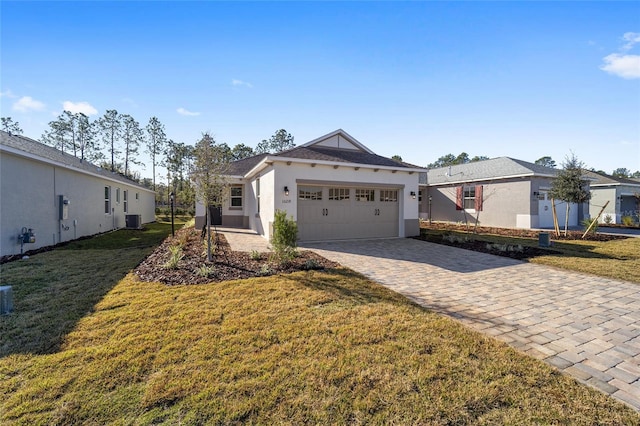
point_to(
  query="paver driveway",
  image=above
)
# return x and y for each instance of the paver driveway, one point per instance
(586, 326)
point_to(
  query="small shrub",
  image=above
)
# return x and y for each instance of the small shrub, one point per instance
(627, 220)
(311, 264)
(175, 257)
(206, 271)
(587, 223)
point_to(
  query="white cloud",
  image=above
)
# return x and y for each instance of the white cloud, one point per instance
(631, 39)
(625, 66)
(7, 94)
(237, 82)
(75, 107)
(26, 104)
(183, 111)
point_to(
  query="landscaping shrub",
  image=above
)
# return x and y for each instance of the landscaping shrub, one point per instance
(587, 222)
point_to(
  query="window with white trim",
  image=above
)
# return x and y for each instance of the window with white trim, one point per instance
(365, 194)
(339, 194)
(236, 197)
(389, 195)
(107, 200)
(469, 198)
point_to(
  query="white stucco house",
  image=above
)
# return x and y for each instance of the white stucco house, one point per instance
(622, 194)
(334, 187)
(502, 192)
(60, 198)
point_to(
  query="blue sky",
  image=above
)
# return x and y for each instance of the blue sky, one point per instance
(417, 79)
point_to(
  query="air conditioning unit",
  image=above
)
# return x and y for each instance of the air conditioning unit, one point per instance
(133, 221)
(6, 300)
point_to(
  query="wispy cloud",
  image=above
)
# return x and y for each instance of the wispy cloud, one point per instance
(7, 94)
(26, 104)
(183, 111)
(623, 64)
(237, 82)
(75, 107)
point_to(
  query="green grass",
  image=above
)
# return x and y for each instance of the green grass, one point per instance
(618, 259)
(311, 347)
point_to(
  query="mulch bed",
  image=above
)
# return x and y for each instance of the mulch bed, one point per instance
(226, 264)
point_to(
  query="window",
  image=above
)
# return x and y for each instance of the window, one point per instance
(469, 198)
(365, 195)
(258, 194)
(339, 194)
(310, 193)
(236, 197)
(107, 200)
(389, 196)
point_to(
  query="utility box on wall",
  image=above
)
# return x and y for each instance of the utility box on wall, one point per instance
(63, 206)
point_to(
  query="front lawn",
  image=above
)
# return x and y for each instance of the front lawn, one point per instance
(310, 347)
(617, 258)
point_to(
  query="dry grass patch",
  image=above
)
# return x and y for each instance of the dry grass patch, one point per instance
(310, 347)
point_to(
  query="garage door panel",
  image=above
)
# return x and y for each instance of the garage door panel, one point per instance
(347, 215)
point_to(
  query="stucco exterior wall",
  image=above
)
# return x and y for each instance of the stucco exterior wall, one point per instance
(30, 191)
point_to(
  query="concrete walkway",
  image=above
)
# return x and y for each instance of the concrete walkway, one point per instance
(586, 326)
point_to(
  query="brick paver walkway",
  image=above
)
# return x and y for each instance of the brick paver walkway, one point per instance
(586, 326)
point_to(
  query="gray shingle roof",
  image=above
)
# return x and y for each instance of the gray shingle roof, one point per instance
(48, 153)
(495, 168)
(601, 179)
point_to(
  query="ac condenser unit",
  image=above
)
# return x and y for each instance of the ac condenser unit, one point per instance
(133, 221)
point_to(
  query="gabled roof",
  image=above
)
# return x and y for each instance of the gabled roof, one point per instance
(30, 148)
(336, 148)
(492, 169)
(599, 179)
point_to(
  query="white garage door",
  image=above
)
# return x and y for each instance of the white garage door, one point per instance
(334, 213)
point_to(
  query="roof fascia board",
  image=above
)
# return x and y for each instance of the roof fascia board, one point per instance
(341, 164)
(346, 135)
(34, 157)
(487, 179)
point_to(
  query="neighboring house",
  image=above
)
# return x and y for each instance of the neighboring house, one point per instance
(334, 187)
(500, 192)
(622, 194)
(60, 197)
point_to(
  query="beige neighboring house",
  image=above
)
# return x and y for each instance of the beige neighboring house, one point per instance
(622, 194)
(61, 198)
(334, 187)
(501, 192)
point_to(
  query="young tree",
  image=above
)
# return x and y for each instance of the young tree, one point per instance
(546, 161)
(280, 141)
(110, 126)
(241, 151)
(10, 126)
(570, 186)
(209, 172)
(156, 142)
(132, 138)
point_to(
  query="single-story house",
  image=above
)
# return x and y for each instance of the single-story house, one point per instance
(501, 192)
(334, 187)
(48, 197)
(622, 194)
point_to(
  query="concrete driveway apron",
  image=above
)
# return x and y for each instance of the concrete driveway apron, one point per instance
(586, 326)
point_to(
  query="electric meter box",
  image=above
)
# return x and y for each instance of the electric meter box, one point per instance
(63, 206)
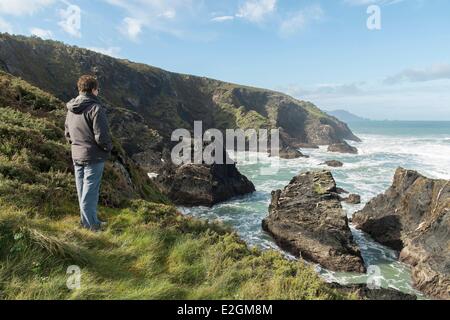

______________________________

Copy out the material exactly as it stands, though no picture should appear in the copy.

point_to(
  query="paver driveway",
  image=above
)
# return x and y for each instance of the paver driveway, one point per instance
(586, 326)
point_to(
  query="small shrub",
  image=above
)
# return x and y for each instance of the small shrub, one point per instance
(627, 220)
(311, 264)
(175, 257)
(206, 271)
(587, 223)
point_to(
  query="white cloud",
  image=above
)
# return x and y for each instance of the white cloud, one point per instance
(631, 39)
(625, 66)
(7, 94)
(237, 82)
(75, 107)
(26, 104)
(183, 111)
point_to(
  query="landscaping shrub",
  image=above
)
# return x and y for each instance of the landscaping shrub, one point per instance
(587, 222)
point_to(
  query="window with white trim",
  image=above
)
# return x and y for each instance of the window with white trim, one point per instance
(365, 194)
(339, 194)
(236, 197)
(389, 195)
(107, 200)
(469, 198)
point_to(
  query="white stucco house",
  image=above
)
# return x and y for each instance of the white stucco house, one point per instance
(622, 194)
(334, 187)
(502, 192)
(60, 198)
point_to(
  query="blue sky",
  image=above
)
# return x and y for each instance of the blue sky, one point per instance
(417, 79)
point_to(
  query="air conditioning unit",
  image=above
)
# return x and y for each instance of the air conditioning unit, one point per instance
(133, 221)
(6, 300)
point_to(
  query="wispy cloud",
  image=above
)
# return x and y for each instance of the wispy cloud, one point per instance
(7, 94)
(26, 104)
(183, 111)
(623, 64)
(237, 82)
(75, 107)
point_to(
  query="green grass",
  image=above
)
# return x and y for each instance of the green grass, one point per instance
(618, 259)
(311, 347)
point_to(
  query="mulch bed",
  image=above
)
# return x and y for each instance of the mulch bed, one point per instance
(226, 264)
point_to(
  query="window",
  image=above
)
# return x and y for each instance of the window, one point per instance
(469, 198)
(365, 195)
(258, 194)
(339, 194)
(310, 193)
(236, 197)
(107, 200)
(389, 196)
point_to(
  query="utility box on wall",
  image=above
)
# return x and y for each instance of the utility box on wall, one point per instance
(63, 206)
point_to(
  query="front lawn",
  image=above
)
# return x and y for each instance of the front lawn, one point per instance
(310, 347)
(617, 258)
point_to(
  query="dry grass patch",
  image=above
)
# return x and y for each instance of the dry grass patch, one point per instance
(310, 347)
point_to(
  query="garage door panel",
  image=above
)
# return x and y for each instance of the garage door panel, one point per instance
(347, 215)
point_to(
  query="stucco exterior wall",
  image=above
)
# return x and y for each instance of the stucco exterior wall, one point per instance
(30, 191)
point_to(
  query="concrete walkway",
  image=above
)
# return x and y for each instance of the concrete walkway, one point per instance
(586, 326)
point_to(
  query="brick paver walkway",
  image=above
)
# return x and y for each instance of the brick paver walkway, one point per instance
(586, 326)
point_to(
  query="gray shingle roof",
  image=above
)
# return x and y for each instance of the gray shingle roof, one point per instance
(48, 153)
(495, 168)
(601, 179)
point_to(
  query="ac condenser unit",
  image=above
)
# return x and y for each instance of the ac condenser unit, one point per instance
(133, 221)
point_to(
  query="gabled roof",
  image=above
)
# return x and y for each instance of the gabled roof, one point per instance
(30, 148)
(336, 148)
(492, 169)
(599, 179)
point_to(
  query="white garage door",
  image=above
)
# return x and y for each instance of the white garage door, one point per instance
(334, 213)
point_to(
  query="roof fascia board",
  image=above
)
# return x and y for each instance of the roof fascia board, one point per instance
(341, 164)
(346, 135)
(34, 157)
(487, 179)
point_to(
  query="neighboring house",
  image=above
)
# return x and y for each instance of the neighboring house, one point per instance
(334, 187)
(500, 192)
(622, 194)
(60, 197)
point_to(
  query="beige neighboring house",
  image=above
)
# return x and y for each instance of the beige neighboring house, one point per instance
(622, 194)
(61, 198)
(334, 187)
(501, 192)
point_to(
  query="young tree",
  image=above
)
# return x and y for each instance of the young tree, one point per instance
(546, 161)
(280, 141)
(110, 126)
(241, 151)
(10, 126)
(570, 186)
(209, 172)
(156, 142)
(132, 138)
point_to(
  query="single-story house",
  image=above
)
# return x and y for each instance of the single-story house, one point per instance
(501, 192)
(334, 187)
(48, 197)
(622, 194)
point_to(
  query="concrete driveway apron",
  image=above
)
# return x and y for each instance of the concrete driveway apron, one point per instance
(586, 326)
point_to(
  query="electric meter box",
  image=above
)
# return x and y for each instance of the electric meter box, one point per instance
(63, 206)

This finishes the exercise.